##### Extracted information

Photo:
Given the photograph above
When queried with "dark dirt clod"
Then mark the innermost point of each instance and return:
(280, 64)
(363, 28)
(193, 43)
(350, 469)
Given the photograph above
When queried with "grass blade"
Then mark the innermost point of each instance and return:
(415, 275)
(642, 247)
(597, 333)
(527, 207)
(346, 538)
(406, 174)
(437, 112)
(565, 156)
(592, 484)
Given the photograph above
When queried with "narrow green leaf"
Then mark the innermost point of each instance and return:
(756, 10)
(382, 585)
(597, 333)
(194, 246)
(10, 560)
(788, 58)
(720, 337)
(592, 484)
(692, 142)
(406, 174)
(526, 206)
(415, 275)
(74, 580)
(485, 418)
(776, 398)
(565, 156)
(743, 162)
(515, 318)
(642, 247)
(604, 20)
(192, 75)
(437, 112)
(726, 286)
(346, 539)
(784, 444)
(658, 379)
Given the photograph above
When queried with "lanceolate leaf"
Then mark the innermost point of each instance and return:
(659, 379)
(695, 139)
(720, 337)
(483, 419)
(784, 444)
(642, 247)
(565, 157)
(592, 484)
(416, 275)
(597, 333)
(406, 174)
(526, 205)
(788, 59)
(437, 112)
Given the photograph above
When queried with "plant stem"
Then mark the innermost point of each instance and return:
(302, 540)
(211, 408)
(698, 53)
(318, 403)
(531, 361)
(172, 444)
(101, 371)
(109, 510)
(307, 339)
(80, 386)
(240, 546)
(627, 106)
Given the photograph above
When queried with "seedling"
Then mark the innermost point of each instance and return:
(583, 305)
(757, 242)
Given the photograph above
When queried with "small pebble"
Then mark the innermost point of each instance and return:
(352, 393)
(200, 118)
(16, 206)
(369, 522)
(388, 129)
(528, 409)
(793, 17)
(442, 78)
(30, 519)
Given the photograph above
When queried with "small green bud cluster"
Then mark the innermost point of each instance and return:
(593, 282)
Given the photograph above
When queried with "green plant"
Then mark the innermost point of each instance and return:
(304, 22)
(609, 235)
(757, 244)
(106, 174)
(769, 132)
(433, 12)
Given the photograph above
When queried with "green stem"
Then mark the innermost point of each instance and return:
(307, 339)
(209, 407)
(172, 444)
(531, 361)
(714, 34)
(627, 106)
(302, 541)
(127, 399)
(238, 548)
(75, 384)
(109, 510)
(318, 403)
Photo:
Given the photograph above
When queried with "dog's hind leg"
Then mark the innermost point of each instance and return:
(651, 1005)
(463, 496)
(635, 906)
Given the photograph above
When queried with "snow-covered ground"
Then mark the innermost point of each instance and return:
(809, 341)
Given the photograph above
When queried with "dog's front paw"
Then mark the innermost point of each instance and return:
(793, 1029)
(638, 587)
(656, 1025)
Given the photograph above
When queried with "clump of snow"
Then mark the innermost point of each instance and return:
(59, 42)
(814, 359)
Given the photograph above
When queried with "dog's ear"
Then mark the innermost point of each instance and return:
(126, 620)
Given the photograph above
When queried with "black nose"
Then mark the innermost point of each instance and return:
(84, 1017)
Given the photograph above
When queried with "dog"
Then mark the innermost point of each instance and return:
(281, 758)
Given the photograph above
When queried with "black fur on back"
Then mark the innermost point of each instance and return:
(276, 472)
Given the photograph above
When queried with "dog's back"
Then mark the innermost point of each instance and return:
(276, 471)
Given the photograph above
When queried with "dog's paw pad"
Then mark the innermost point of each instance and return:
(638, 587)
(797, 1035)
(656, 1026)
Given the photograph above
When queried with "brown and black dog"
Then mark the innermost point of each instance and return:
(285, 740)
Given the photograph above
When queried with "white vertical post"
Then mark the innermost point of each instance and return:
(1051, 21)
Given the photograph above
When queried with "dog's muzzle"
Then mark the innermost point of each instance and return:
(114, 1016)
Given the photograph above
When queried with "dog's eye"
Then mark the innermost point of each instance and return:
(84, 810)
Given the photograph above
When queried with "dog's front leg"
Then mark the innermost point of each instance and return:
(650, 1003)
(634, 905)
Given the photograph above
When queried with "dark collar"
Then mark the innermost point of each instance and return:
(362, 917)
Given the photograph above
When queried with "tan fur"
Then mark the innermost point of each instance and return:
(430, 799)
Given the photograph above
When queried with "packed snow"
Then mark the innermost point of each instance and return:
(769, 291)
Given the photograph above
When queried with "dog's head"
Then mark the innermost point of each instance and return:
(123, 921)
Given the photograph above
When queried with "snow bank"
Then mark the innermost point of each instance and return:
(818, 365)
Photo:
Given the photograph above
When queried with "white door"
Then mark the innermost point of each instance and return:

##########

Work instructions: Report every line of the material above that contains the word "dark", treating uppercase and lowercase as distinct.

Task result:
When queried with "dark dirt clod"
When queried with "dark collar"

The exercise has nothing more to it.